__WHAT IS REQUIRED__. According to the article below about the 100 Black Men of America conference, why was the health of African Americans put in the spotlight? Answer in one to three sentences.

__TEXT__.
The 100 Black Men of America focused on the awareness and solutions for a number of health and wellness issues impacting African Americans at its 27th Annual Conference held in New Orleans.
Under the theme: Optimizing Health and Wellness: Body, Mind and Spirit, more than 2,100 attendees, including many youth, heard experts on panels and in workshops, learned about new mentoring and education techniques, and recognized best practices to improve health personally and in their communities.
“Health and wellness is crucial to the youth we serve through our ‘Mentoring the 100 Way Across a Lifetime.’ Our efforts, that also include education and economic empowerment, are not nearly as effective if the youth we mentor are not healthy and well,” said Curley M. Dossman, Jr., chairman of 100 Black Men of America, Inc.
“So we are intensifying our efforts to raise the consciousness of the state of health in the African American community, and enhancing our programs’ impact in this area.”
The health state of African Americans was put in the spotlight since there is greater incidence of prostate cancer, diabetes, hypertension, and HIV/AIDS for them versus the general population. Further, African Americans are more likely to die from heart disease, lung cancer, and stroke than Caucasians. Obesity and high blood pressure are also significant issues that are affecting Black youth.
In his conference keynote address, Dr. John E. Maupin Jr., president of Morehouse School of Medicine, challenged the audience to help change the health and wellness culture of the African American community saying, “We are out of balance, out of order, and almost out of time.”

__RECORDS__.
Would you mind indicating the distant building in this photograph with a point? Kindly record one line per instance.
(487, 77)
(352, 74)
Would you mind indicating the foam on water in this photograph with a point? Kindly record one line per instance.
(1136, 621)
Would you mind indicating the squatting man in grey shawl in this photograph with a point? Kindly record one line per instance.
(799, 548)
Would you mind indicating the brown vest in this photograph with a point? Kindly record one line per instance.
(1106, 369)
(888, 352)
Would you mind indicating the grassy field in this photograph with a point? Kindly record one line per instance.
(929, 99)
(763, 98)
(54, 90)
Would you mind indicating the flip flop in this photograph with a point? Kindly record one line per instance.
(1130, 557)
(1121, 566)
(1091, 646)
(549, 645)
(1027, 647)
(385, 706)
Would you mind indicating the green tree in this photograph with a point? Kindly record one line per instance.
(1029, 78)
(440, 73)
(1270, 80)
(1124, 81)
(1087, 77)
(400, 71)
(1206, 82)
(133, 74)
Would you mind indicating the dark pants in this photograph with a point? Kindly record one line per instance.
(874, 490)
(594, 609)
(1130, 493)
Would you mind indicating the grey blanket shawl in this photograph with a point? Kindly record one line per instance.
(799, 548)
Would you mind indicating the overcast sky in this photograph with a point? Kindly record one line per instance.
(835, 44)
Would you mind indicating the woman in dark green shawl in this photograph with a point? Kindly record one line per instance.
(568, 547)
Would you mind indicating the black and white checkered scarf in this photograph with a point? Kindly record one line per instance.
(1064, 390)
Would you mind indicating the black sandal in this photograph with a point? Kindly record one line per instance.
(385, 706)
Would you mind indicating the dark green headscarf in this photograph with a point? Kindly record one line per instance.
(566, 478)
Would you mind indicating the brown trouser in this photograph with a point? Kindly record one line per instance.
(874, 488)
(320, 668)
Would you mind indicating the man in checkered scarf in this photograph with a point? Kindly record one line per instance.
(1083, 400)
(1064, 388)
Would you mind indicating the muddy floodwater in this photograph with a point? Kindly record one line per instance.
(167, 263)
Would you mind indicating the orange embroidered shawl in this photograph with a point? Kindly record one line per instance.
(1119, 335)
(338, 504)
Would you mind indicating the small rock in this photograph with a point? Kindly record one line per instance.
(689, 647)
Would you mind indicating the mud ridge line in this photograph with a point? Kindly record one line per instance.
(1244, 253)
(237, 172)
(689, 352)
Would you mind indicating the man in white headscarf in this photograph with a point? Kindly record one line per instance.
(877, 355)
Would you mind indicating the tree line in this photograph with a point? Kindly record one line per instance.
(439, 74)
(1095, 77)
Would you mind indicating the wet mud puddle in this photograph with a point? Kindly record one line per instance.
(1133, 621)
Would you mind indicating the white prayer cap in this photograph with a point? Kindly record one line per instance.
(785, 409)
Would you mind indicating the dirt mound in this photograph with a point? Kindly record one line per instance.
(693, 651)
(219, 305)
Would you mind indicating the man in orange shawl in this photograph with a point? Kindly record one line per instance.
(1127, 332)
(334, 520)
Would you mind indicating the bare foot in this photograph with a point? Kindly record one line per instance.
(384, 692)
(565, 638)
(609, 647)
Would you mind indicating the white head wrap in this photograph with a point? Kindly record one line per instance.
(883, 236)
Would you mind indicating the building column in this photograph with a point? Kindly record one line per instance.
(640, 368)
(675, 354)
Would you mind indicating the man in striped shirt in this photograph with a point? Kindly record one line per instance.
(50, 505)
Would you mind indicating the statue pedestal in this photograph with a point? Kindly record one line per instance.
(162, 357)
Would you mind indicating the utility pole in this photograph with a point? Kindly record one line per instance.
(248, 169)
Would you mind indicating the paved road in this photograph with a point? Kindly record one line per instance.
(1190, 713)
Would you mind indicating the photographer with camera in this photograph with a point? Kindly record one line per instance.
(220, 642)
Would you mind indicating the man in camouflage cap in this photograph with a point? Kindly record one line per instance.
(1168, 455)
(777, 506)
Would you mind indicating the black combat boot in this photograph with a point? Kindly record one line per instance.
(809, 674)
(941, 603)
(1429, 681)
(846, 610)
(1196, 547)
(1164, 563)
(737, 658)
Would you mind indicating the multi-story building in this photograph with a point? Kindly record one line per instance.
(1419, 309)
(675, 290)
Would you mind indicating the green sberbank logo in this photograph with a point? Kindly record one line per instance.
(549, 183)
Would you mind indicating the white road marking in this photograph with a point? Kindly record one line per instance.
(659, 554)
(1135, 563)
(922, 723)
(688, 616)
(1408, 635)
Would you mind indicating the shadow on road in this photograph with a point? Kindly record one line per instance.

__WORKED SOLUTION__. African Americans have a greater incidence of prostate cancer, diabetes, hypertension, and HIV/AIDS than the general population. They are also more likely than Caucasians to die from heart disease, lung cancer, and stroke.